■ Try it:
What is needed is an exact copy of every entry below, with the pictures left out.

Referring expression pointing data

-=-=-

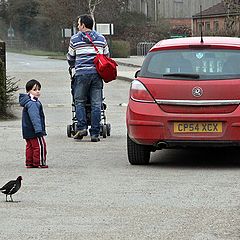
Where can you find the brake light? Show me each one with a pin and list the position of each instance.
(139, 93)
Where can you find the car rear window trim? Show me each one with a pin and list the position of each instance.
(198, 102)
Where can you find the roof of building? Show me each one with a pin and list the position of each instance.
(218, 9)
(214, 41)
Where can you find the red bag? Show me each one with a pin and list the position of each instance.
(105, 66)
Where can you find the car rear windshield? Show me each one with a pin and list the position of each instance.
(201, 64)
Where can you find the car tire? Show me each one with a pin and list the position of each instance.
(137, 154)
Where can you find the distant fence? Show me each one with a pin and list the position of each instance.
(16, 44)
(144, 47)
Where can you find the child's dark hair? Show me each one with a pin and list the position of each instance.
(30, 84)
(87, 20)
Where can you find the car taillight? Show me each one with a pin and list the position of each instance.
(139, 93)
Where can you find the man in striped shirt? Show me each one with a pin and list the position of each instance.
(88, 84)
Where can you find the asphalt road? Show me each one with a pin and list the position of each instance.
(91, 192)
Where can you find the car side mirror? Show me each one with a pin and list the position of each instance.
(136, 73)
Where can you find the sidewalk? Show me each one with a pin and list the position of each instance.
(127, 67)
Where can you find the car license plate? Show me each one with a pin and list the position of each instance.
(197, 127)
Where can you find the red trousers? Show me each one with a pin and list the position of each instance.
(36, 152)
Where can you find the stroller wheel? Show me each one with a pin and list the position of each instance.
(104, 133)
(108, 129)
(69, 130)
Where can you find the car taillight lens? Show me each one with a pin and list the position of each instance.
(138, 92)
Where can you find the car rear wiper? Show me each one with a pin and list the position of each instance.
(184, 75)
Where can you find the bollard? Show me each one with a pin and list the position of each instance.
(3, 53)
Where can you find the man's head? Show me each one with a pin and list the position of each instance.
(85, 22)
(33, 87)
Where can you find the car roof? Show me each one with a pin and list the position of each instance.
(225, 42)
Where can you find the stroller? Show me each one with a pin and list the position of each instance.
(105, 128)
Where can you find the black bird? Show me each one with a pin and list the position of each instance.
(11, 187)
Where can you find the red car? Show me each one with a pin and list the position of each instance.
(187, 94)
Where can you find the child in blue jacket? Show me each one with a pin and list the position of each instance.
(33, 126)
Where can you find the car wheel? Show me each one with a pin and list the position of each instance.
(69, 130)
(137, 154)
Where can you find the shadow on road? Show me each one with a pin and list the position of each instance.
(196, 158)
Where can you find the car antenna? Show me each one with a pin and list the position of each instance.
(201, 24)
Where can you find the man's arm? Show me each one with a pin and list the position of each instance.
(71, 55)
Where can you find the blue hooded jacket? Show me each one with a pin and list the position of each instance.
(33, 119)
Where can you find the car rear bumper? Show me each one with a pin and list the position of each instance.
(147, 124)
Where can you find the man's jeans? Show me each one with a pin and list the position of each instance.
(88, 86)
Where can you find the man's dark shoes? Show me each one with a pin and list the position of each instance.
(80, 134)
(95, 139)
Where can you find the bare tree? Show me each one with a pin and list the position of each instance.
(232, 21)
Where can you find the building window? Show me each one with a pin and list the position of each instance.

-=-=-

■ Answer space:
Where can you find the brake light? Show me each one with a pin and list the position of each instance.
(139, 93)
Where can you find the car rear window trim? Show me each one with a pin and list the position of each instance.
(198, 102)
Where can you find the roof of building? Show me each one with a pin and list the position of each instance.
(218, 9)
(214, 41)
Where can you find the red bag? Show me each one with a pin and list the position of each instance.
(105, 66)
Where can you find the car rear windshield? Show me each one with a pin and list the position of each instance.
(201, 64)
Where can you find the car tire? Show me each one with a pin and list the position of each instance.
(137, 154)
Where can you find the distant fence? Show me each one with a pin and list the position of each instance.
(16, 44)
(144, 47)
Where can you find the child's dark hair? Show me each one with a pin and list the position of each instance.
(30, 84)
(87, 20)
Where can you find the car taillight? Show me each one with a pin and list the position of each instance.
(139, 93)
Where can you find the man in striped shirt? Show me each one with a pin and list the position of each instance.
(88, 84)
Where can you find the asphalt road? Show me each one with a pin and list the position of each instance.
(91, 192)
Where can you find the car side mirror? Show me each one with a pin and list the position of each instance.
(136, 73)
Where can you find the sidewalk? Show me each one with a pin and list the position of each instance.
(127, 67)
Where can you find the car license plate? Show me each one with a pin and list the position of each instance.
(197, 127)
Where can you find the red trousers? Show me each one with a pin and list the position of each instance.
(36, 152)
Where can you find the stroller wheel? Show me each one with a pin and list the position of each instance.
(104, 133)
(108, 129)
(69, 130)
Where can you find the car taillight lens? Show me each one with a pin and list the position of each instance.
(138, 92)
Where can you find the car rear wiper? Show me each one with a pin and list the position of each instance.
(184, 75)
Where can you find the bollard? Show me each one with a pin and list the position of each instance.
(3, 53)
Where can you find the man's head? Show me each one with a pin and list the position of each instance.
(85, 22)
(33, 87)
Where can you find the car roof? Show me each one with a pin and list the position of each instance.
(225, 42)
Where can you find the stroller? Show me each one with a pin and list the position of each instance.
(105, 128)
Where can you find the black bird? Show me each one with a pin and list the position of each instance.
(11, 187)
Where can you find the red car? Show me each one with a pin and list the position of each instance.
(187, 94)
Where can you find the child in blue jacket? Show me each one with a pin and list the position of each instance.
(33, 126)
Where can you find the car wheel? Show me each one with a pin and list the position of each instance.
(69, 130)
(137, 154)
Where can you find the shadow on road? Show me each one with a pin and list the position of each instance.
(196, 158)
Where can you find the car antenna? Show me each one with a pin and list the position of each instance.
(201, 24)
Where can you find the man's arm? Show me each one with a pin and list the position of each instance.
(71, 55)
Where can you find the blue hooded jacket? Show me each one with a pin and list the position of each instance.
(33, 119)
Where can you find the car rear bumper? Show me each one with a pin and list the position of each instance.
(147, 124)
Where can you find the man's jeans? Show me each one with a pin and list the position of each instance.
(88, 86)
Where can you find the man's dark shoes? Show me each one with a pin and list the position of each instance.
(80, 134)
(95, 139)
Where can you find the bare tree? Show me each one with a pin and list the position of each instance.
(232, 21)
Where can you find the building window? Show me each one with a pin and list the position of each instance.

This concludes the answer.